Scale everything from the line containing "of the power" down to the end of the lines below, and give those lines again with their requests included. Multiply each coordinate in the answers by 0.2 and round to whole numbers, with halves rounded up.

** Begin Records for processing **

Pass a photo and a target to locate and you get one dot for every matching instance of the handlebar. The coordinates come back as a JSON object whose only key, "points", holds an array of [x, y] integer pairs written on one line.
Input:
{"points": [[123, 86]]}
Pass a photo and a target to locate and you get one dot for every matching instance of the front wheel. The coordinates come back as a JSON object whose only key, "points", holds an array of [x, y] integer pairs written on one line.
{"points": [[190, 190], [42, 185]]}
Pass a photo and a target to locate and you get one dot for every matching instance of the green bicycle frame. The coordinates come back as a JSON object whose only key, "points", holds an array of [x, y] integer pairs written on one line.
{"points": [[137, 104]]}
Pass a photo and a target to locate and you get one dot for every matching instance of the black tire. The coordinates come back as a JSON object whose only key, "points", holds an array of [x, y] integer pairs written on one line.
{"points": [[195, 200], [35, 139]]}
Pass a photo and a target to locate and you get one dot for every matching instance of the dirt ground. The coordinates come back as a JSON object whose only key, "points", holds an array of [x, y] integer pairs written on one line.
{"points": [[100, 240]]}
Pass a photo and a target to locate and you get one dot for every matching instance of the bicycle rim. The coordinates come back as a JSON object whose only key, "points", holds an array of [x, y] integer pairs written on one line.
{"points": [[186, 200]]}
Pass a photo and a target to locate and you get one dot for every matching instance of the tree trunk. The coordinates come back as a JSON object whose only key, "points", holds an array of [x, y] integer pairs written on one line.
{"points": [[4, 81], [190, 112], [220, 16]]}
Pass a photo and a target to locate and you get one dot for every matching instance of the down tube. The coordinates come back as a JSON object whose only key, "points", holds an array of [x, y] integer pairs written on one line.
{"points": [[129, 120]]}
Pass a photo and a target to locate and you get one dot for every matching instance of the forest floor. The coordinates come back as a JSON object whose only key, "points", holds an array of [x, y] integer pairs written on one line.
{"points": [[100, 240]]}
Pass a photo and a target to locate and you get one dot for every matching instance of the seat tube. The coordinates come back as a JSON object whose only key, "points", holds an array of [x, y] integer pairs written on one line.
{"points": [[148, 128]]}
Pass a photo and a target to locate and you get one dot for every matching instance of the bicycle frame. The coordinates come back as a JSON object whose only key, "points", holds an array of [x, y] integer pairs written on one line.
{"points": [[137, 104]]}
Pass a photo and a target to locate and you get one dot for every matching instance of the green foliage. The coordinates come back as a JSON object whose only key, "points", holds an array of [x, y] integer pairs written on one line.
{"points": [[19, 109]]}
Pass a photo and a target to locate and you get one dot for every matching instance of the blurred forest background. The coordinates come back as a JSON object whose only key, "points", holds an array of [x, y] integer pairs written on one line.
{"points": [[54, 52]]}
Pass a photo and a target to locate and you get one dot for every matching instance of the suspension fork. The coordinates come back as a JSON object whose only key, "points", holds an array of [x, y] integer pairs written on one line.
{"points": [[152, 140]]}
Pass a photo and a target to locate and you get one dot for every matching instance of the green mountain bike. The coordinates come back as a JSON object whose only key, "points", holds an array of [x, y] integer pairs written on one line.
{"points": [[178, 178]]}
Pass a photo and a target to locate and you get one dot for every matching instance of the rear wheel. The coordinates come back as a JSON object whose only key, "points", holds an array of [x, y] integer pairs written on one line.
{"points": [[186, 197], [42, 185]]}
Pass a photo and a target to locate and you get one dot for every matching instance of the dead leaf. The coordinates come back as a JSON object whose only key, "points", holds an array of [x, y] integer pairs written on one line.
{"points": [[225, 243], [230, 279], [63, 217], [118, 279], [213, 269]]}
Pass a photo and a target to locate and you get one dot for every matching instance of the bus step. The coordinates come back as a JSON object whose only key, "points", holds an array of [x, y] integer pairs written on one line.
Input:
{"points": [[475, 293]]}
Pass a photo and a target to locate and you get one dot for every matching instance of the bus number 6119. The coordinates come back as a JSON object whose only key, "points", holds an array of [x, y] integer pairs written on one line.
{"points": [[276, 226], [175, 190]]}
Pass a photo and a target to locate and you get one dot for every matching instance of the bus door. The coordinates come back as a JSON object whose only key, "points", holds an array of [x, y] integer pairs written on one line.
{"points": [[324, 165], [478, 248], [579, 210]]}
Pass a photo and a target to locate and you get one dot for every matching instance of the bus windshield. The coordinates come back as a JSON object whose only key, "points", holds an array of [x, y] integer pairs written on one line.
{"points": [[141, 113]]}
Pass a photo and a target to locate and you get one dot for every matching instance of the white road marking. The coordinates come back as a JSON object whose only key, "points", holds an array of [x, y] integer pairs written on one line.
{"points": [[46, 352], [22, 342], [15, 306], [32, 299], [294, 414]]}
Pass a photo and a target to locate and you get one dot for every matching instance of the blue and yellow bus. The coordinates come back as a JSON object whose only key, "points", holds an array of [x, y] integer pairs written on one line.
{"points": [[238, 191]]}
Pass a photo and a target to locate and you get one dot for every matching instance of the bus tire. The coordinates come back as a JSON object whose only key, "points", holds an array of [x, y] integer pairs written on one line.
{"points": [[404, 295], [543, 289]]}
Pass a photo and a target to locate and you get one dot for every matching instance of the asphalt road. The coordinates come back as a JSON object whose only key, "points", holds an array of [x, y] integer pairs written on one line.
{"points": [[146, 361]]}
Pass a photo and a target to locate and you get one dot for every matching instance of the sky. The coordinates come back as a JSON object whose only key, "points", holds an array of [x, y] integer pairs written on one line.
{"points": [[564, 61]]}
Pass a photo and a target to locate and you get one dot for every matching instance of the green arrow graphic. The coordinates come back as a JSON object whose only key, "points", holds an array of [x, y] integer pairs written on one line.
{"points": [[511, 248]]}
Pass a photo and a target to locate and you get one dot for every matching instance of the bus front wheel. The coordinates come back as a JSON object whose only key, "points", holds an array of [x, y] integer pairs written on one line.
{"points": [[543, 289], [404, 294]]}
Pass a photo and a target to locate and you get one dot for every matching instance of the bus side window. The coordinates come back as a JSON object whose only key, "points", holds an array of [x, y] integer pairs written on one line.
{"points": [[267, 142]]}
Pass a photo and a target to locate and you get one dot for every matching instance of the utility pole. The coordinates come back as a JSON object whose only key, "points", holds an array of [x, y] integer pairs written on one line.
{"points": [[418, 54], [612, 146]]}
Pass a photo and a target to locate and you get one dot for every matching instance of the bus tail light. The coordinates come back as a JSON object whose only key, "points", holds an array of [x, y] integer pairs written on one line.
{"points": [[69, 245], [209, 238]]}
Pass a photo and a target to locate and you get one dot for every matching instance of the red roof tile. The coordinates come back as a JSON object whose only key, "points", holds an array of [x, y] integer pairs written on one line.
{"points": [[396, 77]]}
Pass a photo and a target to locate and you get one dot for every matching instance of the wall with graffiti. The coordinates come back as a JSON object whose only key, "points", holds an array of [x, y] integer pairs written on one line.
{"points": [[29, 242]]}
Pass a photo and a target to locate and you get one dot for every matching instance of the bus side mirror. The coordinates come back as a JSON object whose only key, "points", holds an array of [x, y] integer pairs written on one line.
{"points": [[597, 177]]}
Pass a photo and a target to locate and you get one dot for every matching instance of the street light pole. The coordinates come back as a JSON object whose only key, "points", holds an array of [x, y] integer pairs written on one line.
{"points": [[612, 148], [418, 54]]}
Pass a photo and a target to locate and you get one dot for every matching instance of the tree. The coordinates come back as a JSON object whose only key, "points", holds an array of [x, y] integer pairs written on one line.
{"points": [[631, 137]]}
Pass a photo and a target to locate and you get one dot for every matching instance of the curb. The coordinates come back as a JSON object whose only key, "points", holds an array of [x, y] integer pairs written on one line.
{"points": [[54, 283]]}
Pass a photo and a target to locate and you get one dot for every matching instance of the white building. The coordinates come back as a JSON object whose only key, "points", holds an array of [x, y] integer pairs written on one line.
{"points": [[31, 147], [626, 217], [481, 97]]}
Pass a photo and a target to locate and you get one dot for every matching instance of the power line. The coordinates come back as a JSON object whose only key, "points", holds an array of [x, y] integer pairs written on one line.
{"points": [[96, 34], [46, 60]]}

** End Records for processing **

## Result of the task
Pass a photo and a target to locate and you get one dot for every matching instance of the power line. The coordinates come back as a JSON object whose only key, "points", holds an array of [x, y] integer pairs written on one line.
{"points": [[19, 7], [9, 12]]}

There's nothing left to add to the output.